Reading text:
********

# SVG → PDF 1:1 Vector Conversion (Batch)

This notebook converts every `.svg` in a given folder into a **vector** `.pdf` with the **same dimensions** and file base name (e.g., `a.svg → a.pdf`) saved **in the same folder**.

Two backends are supported:
- **CairoSVG** (pure Python). Recommended for a simple, fully in-notebook workflow.
- **Inkscape** CLI. Useful if you already have Inkscape installed; robust with complex SVGs.

The notebook auto-selects a backend based on availability. You can override it.


In [1]:
from pathlib import Path
import sys, shutil, subprocess, traceback
import xml.etree.ElementTree as ET

# import cairosvg
# Check for CairoSVG
try:
    import cairosvg  # type: ignore
    HAVE_CAIROSVG = True
except Exception:
    HAVE_CAIROSVG = False

# Check for Inkscape binary
INKSCAPE = shutil.which("inkscape")

print(f"CairoSVG available: {HAVE_CAIROSVG}")
print(f"Inkscape on PATH: {INKSCAPE is not None} ({INKSCAPE if INKSCAPE else ''})")


CairoSVG available: True
Inkscape on PATH: False ()


## Choose backend

- Leave `BACKEND = "auto"` to auto-select: `cairosvg` if installed, otherwise `inkscape` if found.
- Or set explicitly to `"cairosvg"` or `"inkscape"`.


In [2]:
# Options: 'auto', 'cairosvg', or 'inkscape'
BACKEND = "auto"

def pick_backend():
    if BACKEND == "cairosvg":
        if not HAVE_CAIROSVG:
            raise RuntimeError("CairoSVG requested but not installed. Install with: pip install cairosvg")
        return "cairosvg"
    if BACKEND == "inkscape":
        if INKSCAPE is None:
            raise RuntimeError("Inkscape requested but not found on PATH. Install Inkscape or add to PATH.")
        return "inkscape"
    # auto
    if HAVE_CAIROSVG:
        return "cairosvg"
    if INKSCAPE is not None:
        return "inkscape"
    raise RuntimeError("No converter available. Install CairoSVG (pip install cairosvg) or Inkscape.")

********

Stored items from a collection
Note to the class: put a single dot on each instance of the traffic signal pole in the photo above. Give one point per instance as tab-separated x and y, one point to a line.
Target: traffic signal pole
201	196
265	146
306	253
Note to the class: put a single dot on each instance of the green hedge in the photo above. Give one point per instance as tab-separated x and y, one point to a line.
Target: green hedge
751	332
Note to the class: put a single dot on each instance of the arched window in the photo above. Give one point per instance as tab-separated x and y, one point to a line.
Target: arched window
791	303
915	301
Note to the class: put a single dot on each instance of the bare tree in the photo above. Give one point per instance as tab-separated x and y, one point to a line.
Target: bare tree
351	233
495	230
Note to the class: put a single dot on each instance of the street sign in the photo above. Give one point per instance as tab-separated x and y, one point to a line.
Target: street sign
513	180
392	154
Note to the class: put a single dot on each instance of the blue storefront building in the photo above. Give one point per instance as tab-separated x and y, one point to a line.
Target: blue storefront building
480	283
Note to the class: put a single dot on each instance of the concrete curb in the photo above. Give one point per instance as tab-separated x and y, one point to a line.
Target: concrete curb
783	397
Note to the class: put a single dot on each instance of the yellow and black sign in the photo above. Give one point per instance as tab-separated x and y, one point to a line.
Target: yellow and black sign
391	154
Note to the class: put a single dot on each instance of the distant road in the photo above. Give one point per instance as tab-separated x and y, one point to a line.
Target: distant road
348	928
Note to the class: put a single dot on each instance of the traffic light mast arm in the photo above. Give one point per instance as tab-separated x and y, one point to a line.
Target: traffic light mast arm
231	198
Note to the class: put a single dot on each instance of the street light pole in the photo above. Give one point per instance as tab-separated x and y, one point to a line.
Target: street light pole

********

What is required:
Resume the SVG-to-PDF conversion notebook after its final line of code.

Answer to this exercise:
    
ACTIVE_BACKEND = pick_backend()
print("Using backend:", ACTIVE_BACKEND)


Using backend: cairosvg


## Set the folder containing `.svg` files

Edit the `INPUT_DIR` line below. Use absolute paths or `~` for your home directory.


In [3]:
# EDIT THIS: path to the folder that contains .svg files
INPUT_DIR = Path('/Users/zhijiang/Desktop/University/Bio Lab/TSARnew/newFeatureDemo/demoImgs').expanduser()

# Safety checks
if not INPUT_DIR.exists():
    raise FileNotFoundError(f"INPUT_DIR does not exist: {INPUT_DIR}")
if not INPUT_DIR.is_dir():
    raise NotADirectoryError(f"INPUT_DIR is not a directory: {INPUT_DIR}")

print("Input directory:", INPUT_DIR)


Input directory: /Users/zhijiang/Desktop/University/Bio Lab/TSARnew/newFeatureDemo/demoImgs


## Utilities

We read basic SVG attributes to warn about missing `width`/`height` or `viewBox`, which can affect page extents.


In [4]:
def svg_size_info(svg_path: Path):
    try:
        # Handle namespaces simply by ignoring them
        it = ET.iterparse(svg_path, events=("start",))
        for _, el in it:
            # first element is <svg> root
            root = el
            break
        width = root.attrib.get("width")
        height = root.attrib.get("height")
        viewBox = root.attrib.get("viewBox")
        return width, height, viewBox
    except Exception:
        return None, None, None


## Converters

Two implementations that aim for **1:1 vector** output. No intentional rasterization or compression is applied.


In [5]:
def convert_with_cairosvg(svg_path: Path, pdf_path: Path):
    import cairosvg  # local import to ensure helpful error if missing
    # scale=1.0 keeps original size. Background None keeps transparency if present.
    cairosvg.svg2pdf(url=str(svg_path), write_to=str(pdf_path), scale=1.0, background_color=None)

def inkscape_version_string():
    if INKSCAPE is None: 
        return ""
    try:
        out = subprocess.run([INKSCAPE, "--version"], capture_output=True, text=True, check=False)
        return out.stdout.strip()
    except Exception:
        return ""

def convert_with_inkscape(svg_path: Path, pdf_path: Path, text_to_path: bool = False, area="page"):
    assert INKSCAPE is not None, "Inkscape binary not found"
    # area: 'page' preserves the SVG page size, 'drawing' fits to drawing bounds
    area_flag = "--export-area-page" if area == "page" else "--export-area-drawing"
    ttpath = ["--export-text-to-path"] if text_to_path else []
    
    ver = inkscape_version_string()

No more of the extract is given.